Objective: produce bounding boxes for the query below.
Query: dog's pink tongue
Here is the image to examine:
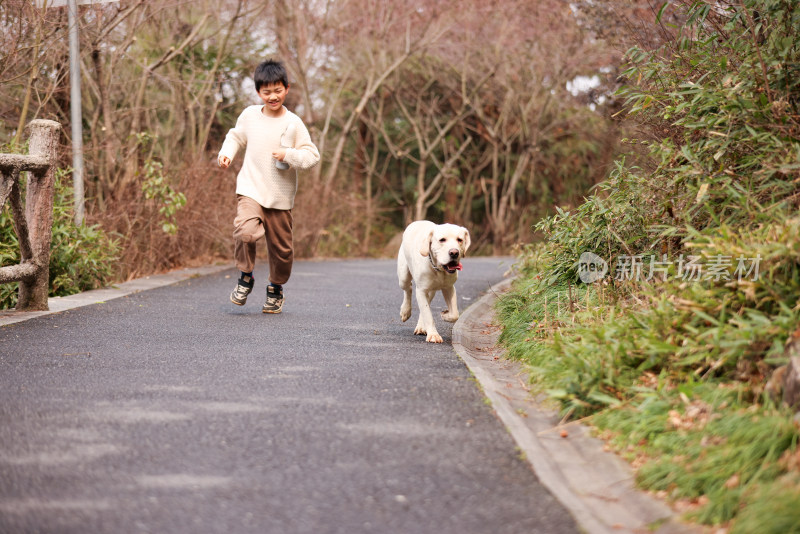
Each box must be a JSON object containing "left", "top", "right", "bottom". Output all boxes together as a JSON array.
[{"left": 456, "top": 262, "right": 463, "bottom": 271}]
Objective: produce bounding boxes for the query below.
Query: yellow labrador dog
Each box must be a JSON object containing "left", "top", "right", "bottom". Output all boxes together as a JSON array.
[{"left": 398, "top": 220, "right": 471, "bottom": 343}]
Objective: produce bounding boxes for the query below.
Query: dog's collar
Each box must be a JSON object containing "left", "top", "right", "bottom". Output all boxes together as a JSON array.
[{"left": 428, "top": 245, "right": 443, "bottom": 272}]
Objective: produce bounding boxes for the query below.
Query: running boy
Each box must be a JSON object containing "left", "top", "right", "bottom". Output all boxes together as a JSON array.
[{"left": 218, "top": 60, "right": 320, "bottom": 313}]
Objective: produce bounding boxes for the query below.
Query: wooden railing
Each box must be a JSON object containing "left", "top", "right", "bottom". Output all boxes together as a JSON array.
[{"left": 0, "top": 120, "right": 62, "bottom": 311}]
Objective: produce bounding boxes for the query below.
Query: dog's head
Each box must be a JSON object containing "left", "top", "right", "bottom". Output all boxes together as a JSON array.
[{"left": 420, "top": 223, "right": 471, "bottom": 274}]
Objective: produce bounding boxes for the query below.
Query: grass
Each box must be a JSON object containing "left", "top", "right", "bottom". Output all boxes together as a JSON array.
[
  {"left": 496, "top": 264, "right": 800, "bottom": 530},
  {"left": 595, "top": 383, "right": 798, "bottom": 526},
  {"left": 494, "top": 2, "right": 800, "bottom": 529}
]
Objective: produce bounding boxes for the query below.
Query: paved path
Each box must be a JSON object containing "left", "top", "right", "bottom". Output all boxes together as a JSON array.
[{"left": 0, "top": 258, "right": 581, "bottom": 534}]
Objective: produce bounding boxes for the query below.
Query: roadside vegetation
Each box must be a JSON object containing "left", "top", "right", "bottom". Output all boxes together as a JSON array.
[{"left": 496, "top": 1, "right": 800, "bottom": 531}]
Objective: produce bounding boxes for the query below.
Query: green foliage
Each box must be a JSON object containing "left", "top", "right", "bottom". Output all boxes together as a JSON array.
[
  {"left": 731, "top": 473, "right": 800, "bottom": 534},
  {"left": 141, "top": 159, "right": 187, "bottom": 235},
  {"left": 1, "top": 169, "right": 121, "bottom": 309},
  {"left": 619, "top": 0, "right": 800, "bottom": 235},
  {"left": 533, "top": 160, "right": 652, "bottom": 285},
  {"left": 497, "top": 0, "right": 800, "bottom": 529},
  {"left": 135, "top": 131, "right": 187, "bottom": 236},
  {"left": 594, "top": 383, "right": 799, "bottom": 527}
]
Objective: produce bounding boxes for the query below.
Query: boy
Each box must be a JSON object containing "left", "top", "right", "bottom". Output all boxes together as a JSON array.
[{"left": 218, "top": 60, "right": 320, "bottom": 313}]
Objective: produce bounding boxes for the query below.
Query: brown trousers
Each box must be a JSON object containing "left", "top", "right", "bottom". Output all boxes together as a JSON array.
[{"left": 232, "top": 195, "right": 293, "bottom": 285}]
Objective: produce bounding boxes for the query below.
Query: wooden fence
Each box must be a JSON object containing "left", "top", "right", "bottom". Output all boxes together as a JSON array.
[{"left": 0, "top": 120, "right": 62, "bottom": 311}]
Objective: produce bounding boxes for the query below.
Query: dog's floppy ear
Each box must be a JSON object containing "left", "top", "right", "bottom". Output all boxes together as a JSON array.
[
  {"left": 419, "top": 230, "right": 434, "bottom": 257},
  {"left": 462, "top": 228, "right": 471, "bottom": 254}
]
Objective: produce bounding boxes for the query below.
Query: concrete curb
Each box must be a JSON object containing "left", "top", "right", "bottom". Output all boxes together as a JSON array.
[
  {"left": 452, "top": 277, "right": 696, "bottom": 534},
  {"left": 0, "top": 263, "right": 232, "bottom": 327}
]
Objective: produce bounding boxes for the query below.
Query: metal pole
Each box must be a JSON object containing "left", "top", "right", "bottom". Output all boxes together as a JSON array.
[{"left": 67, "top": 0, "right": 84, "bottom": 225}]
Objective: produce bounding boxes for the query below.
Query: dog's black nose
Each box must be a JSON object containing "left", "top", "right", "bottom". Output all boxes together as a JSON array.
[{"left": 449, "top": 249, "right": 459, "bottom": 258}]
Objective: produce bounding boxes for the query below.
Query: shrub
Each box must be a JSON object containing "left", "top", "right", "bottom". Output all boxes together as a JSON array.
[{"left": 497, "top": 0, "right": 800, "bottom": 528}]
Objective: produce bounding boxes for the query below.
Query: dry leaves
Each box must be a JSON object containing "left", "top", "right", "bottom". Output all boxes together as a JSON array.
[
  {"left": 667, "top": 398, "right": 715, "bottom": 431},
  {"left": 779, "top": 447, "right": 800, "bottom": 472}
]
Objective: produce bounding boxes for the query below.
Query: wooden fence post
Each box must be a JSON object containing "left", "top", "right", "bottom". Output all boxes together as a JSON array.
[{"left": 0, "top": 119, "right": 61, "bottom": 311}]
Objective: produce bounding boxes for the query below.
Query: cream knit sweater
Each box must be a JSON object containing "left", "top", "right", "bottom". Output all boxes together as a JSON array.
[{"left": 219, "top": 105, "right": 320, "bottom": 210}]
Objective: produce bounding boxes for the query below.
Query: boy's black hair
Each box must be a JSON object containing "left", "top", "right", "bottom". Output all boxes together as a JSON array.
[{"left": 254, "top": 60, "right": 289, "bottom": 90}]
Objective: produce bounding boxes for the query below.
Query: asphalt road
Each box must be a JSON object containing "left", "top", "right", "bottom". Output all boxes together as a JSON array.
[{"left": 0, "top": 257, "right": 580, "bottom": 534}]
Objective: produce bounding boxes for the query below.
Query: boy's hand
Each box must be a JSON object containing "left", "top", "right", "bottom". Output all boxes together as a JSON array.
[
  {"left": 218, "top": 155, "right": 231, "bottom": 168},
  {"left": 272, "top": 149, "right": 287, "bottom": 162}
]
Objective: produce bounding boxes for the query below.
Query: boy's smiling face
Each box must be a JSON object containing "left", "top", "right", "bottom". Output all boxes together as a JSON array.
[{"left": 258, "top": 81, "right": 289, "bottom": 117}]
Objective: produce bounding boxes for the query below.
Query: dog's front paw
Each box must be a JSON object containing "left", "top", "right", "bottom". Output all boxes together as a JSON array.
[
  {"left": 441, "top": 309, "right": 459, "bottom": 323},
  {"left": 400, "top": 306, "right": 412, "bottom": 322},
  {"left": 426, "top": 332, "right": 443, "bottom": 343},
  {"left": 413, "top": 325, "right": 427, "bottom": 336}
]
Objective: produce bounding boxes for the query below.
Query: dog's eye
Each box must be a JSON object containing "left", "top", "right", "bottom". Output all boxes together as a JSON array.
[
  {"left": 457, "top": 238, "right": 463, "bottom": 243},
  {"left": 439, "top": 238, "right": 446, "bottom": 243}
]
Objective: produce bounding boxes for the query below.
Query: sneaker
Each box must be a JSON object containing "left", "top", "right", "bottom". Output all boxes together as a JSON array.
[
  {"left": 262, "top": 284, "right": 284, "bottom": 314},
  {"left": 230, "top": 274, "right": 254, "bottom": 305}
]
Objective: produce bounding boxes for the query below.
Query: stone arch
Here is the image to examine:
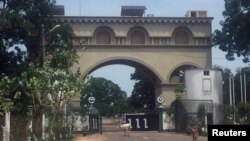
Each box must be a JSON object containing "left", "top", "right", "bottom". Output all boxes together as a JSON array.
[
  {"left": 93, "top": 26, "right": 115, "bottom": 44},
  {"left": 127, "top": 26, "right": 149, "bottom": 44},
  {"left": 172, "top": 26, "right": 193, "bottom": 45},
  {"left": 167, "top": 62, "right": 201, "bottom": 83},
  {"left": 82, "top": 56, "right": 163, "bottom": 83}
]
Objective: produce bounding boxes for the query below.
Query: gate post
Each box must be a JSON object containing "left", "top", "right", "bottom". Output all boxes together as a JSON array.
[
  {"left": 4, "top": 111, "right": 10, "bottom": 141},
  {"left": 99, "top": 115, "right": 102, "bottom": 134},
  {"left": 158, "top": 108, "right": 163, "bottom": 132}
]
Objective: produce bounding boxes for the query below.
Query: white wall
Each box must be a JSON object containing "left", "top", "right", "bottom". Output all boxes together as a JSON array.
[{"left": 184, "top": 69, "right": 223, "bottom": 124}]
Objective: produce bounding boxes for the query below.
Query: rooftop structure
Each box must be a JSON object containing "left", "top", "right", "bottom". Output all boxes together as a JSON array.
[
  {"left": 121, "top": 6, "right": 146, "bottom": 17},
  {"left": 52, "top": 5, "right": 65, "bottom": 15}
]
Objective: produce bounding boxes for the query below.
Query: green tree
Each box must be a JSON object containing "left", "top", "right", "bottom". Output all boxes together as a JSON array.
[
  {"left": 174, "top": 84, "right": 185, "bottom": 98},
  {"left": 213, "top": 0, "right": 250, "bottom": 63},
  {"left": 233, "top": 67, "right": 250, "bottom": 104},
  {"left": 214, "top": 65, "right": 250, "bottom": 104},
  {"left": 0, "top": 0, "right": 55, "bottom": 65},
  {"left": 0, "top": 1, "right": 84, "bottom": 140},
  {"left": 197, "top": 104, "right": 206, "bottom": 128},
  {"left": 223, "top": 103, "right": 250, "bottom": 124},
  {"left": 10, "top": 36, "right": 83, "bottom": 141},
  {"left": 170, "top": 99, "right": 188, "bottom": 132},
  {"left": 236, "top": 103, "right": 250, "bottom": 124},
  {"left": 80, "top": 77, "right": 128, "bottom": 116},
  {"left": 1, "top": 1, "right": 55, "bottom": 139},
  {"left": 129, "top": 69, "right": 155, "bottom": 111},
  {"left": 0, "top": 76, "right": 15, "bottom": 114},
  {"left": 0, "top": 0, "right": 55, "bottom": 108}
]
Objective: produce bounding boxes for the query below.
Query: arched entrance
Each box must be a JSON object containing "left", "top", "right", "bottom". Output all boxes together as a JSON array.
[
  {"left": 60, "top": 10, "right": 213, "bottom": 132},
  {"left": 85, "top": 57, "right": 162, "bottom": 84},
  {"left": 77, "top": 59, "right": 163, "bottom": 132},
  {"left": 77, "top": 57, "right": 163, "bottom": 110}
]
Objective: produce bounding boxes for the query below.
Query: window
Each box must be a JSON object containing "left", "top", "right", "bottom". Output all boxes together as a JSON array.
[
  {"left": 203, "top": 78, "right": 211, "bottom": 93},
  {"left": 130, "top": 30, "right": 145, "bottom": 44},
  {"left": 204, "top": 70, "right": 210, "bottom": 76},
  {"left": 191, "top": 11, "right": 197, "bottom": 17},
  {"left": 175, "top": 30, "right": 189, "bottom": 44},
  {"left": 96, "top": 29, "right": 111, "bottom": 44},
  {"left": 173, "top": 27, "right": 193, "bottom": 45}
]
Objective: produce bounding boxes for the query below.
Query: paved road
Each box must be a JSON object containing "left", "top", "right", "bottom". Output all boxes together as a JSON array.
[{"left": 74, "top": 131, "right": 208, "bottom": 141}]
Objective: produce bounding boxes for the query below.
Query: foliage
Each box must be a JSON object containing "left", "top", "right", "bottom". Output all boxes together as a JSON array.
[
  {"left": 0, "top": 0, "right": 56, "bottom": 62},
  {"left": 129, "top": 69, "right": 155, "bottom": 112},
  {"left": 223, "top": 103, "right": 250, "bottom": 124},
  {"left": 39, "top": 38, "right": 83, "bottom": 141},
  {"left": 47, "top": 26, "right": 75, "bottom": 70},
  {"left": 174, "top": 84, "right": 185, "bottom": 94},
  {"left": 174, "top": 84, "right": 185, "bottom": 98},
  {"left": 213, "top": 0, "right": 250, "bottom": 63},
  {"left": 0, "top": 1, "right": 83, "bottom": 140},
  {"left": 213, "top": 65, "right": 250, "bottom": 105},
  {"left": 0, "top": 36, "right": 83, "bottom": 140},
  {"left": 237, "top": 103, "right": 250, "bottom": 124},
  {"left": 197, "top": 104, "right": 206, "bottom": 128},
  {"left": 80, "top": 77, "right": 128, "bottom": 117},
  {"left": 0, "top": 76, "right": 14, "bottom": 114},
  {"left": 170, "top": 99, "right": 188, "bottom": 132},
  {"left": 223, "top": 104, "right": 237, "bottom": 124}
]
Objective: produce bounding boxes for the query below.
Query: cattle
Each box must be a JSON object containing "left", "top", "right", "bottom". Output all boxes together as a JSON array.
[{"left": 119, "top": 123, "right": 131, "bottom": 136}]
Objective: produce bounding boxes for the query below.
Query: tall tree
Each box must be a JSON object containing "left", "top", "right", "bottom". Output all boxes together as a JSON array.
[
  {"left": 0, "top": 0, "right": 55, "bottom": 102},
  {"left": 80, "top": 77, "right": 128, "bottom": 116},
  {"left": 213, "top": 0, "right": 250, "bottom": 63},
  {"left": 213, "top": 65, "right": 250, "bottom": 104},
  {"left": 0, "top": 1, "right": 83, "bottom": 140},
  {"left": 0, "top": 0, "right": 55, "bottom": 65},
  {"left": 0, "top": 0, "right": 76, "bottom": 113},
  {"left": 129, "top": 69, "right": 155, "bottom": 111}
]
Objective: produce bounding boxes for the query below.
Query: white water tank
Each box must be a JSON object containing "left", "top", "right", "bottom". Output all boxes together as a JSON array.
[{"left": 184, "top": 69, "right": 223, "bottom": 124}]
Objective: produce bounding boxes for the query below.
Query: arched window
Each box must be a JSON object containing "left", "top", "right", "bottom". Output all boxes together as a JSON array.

********************

» Action item:
Send back an exact copy of only the lines from the line with "Query: arched entrance" up to and including the line with "Query: paved road" in the data above.

» Result of this task:
Query: arched entrance
Each box must be a JSON object containing "left", "top", "right", "bottom". Output all boxes together as a JSON array.
[
  {"left": 60, "top": 10, "right": 213, "bottom": 132},
  {"left": 85, "top": 57, "right": 162, "bottom": 84},
  {"left": 77, "top": 59, "right": 163, "bottom": 132},
  {"left": 77, "top": 57, "right": 163, "bottom": 110}
]
Objective: produce bounding boxes for the query below.
Query: window
Each box must be a JSON object containing "left", "top", "right", "bottom". Output all boxes together as a JSON array.
[
  {"left": 203, "top": 78, "right": 211, "bottom": 93},
  {"left": 130, "top": 30, "right": 145, "bottom": 44},
  {"left": 204, "top": 70, "right": 210, "bottom": 76},
  {"left": 191, "top": 11, "right": 197, "bottom": 17},
  {"left": 175, "top": 30, "right": 189, "bottom": 44},
  {"left": 96, "top": 29, "right": 111, "bottom": 44},
  {"left": 173, "top": 27, "right": 193, "bottom": 45}
]
Objective: produce bounding boxes for the query below.
Query: paved road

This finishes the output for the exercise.